(Referring expression grounding data)

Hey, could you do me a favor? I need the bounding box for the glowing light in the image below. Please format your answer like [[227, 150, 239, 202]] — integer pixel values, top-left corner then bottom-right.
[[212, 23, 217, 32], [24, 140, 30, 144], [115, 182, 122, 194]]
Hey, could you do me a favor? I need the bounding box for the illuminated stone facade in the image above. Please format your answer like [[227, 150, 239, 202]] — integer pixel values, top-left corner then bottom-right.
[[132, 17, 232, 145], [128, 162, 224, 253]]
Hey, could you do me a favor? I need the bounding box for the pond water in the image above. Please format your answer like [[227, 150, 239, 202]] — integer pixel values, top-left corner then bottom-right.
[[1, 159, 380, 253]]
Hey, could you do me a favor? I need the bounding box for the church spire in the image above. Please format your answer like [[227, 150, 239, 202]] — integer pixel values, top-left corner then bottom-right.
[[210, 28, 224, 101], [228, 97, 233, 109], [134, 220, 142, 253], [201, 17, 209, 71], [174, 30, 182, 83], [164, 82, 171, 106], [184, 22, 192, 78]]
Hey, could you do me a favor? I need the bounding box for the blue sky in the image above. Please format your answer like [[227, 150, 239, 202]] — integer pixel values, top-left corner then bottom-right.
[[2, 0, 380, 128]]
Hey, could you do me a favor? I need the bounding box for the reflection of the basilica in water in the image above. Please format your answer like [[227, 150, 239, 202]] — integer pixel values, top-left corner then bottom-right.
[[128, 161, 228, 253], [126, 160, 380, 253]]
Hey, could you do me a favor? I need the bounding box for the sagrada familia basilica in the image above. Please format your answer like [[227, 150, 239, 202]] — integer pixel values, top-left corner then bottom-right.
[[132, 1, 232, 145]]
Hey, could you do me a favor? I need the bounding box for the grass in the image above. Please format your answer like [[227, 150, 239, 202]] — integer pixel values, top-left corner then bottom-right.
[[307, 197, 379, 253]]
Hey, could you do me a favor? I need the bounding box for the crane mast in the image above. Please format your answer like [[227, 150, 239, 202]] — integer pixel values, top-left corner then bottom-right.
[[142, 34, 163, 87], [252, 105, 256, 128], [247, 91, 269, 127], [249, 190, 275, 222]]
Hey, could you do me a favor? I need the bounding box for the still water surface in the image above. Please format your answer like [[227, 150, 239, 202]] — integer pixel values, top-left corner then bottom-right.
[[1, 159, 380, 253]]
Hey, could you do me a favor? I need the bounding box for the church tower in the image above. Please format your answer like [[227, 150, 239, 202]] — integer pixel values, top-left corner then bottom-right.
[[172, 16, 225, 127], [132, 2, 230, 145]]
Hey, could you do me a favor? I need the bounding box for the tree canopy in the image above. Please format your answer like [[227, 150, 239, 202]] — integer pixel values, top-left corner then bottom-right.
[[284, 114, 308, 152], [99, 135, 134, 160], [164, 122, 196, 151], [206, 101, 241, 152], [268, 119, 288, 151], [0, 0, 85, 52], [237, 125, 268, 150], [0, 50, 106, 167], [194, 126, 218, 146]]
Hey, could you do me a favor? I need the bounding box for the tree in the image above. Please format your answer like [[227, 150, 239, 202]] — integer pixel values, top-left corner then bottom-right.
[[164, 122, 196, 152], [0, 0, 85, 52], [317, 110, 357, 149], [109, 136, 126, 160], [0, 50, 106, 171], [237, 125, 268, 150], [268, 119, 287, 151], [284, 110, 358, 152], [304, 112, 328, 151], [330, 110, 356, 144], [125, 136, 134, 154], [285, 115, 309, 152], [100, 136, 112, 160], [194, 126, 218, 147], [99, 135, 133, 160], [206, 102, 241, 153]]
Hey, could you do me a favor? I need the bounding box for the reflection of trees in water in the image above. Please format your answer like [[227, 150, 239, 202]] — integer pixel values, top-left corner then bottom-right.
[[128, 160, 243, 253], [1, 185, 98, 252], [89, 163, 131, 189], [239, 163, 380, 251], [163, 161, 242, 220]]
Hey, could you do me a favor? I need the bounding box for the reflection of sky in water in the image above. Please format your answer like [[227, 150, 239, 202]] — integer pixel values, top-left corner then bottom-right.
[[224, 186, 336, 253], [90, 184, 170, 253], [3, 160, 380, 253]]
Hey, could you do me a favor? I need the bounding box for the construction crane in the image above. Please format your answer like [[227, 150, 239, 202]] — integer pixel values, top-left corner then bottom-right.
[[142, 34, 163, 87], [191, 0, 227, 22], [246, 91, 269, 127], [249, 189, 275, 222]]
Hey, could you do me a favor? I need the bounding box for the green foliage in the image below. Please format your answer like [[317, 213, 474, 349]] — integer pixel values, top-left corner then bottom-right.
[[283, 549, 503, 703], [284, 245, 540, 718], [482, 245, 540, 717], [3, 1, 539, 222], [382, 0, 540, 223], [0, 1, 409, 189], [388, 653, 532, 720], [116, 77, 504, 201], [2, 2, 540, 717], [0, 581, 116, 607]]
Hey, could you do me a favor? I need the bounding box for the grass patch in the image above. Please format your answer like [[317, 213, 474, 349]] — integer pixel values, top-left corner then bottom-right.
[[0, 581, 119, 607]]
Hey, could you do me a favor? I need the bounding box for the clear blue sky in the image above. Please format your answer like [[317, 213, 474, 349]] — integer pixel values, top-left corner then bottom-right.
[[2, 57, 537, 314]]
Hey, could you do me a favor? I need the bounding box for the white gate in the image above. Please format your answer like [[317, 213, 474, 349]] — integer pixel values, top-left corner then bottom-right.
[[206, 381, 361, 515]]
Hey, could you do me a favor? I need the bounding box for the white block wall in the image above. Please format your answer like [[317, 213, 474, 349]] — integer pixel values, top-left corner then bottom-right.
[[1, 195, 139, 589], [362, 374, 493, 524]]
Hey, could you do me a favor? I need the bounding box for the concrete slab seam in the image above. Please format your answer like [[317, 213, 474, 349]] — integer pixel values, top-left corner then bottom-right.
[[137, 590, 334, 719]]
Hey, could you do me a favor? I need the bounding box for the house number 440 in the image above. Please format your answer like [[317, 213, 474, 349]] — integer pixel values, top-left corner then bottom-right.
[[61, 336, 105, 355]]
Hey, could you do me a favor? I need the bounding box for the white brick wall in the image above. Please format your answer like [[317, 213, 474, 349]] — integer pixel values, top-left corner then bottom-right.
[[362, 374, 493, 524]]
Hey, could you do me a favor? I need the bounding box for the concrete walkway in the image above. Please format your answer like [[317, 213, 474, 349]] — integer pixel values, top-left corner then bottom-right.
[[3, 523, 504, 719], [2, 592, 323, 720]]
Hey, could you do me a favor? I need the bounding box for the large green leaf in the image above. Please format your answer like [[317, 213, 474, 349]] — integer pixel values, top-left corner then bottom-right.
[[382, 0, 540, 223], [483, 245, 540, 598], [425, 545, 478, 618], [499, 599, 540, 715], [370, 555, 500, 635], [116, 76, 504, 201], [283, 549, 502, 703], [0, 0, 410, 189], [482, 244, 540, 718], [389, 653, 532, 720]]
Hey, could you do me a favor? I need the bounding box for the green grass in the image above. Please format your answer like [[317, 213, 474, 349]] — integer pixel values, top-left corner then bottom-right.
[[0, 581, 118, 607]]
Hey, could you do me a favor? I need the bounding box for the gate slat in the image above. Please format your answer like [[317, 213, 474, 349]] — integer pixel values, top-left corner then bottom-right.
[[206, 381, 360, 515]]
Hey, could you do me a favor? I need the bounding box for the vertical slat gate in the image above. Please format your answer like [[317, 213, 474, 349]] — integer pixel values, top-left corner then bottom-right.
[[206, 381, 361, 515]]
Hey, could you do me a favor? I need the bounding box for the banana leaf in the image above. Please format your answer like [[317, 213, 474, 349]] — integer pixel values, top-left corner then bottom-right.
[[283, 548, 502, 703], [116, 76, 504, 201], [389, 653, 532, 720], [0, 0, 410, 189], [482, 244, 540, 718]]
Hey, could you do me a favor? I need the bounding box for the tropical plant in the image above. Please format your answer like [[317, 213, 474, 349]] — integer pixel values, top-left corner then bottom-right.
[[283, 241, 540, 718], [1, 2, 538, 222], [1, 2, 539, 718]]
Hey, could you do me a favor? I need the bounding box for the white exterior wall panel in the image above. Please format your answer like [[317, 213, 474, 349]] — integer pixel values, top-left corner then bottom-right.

## REQUIRED ACTION
The lines wanted are those from the one with "for the large" through the last line of the records, repeated exactly and with both ends included.

## SOLUTION
Hey, could you do me a favor? I need the bounding box for the large green leaf in the image above. Please format your answer like [[317, 213, 474, 349]] — integer pixel values, top-left corner then bottom-right.
[[382, 0, 540, 223], [483, 245, 540, 598], [425, 545, 478, 618], [499, 599, 540, 715], [370, 555, 500, 635], [116, 76, 504, 201], [283, 549, 502, 703], [0, 0, 410, 189], [482, 244, 540, 718], [389, 653, 532, 720]]
Hey, could you do me a favor? I need the bounding box for the green grass in the image above. Please format your answer like [[317, 213, 474, 349]] — integer pixel values, top-left corner then bottom-right.
[[0, 581, 118, 607]]
Hey, could you do me a favor? I need the bounding box for the gate slat in the image above. Please format your answer like [[317, 213, 474, 349]] — integer pixel values, top-left corner then bottom-right.
[[206, 381, 360, 515]]
Hey, could you do me a favor? I need the bounding box for the vertical slat gate in the image above. Please format your answer like [[317, 213, 474, 349]] — integer pixel values, top-left corner then bottom-right.
[[206, 381, 361, 515]]
Hey, could you do me a favor? I need the bounding box for the banana leaf in the image above. Please format your answer like [[317, 213, 474, 349]] — integer pixel values, top-left corner then bottom-right.
[[283, 548, 502, 703], [116, 76, 504, 201], [389, 653, 532, 720], [0, 0, 410, 189], [482, 244, 540, 718]]
Hey, could you do me a favor? I need the bounding box for the tropical plant in the image above. Please format your answer like [[317, 213, 474, 349]] — integer pixel values, top-left corner then bottom-right.
[[283, 241, 540, 718], [1, 2, 538, 222], [1, 2, 539, 718]]
Hey, could you do me a favor? I need the bounding box for the white exterior wall panel in the image above. Please format your answer like [[317, 213, 474, 349]] — integer pixel values, top-left corner then bottom-right.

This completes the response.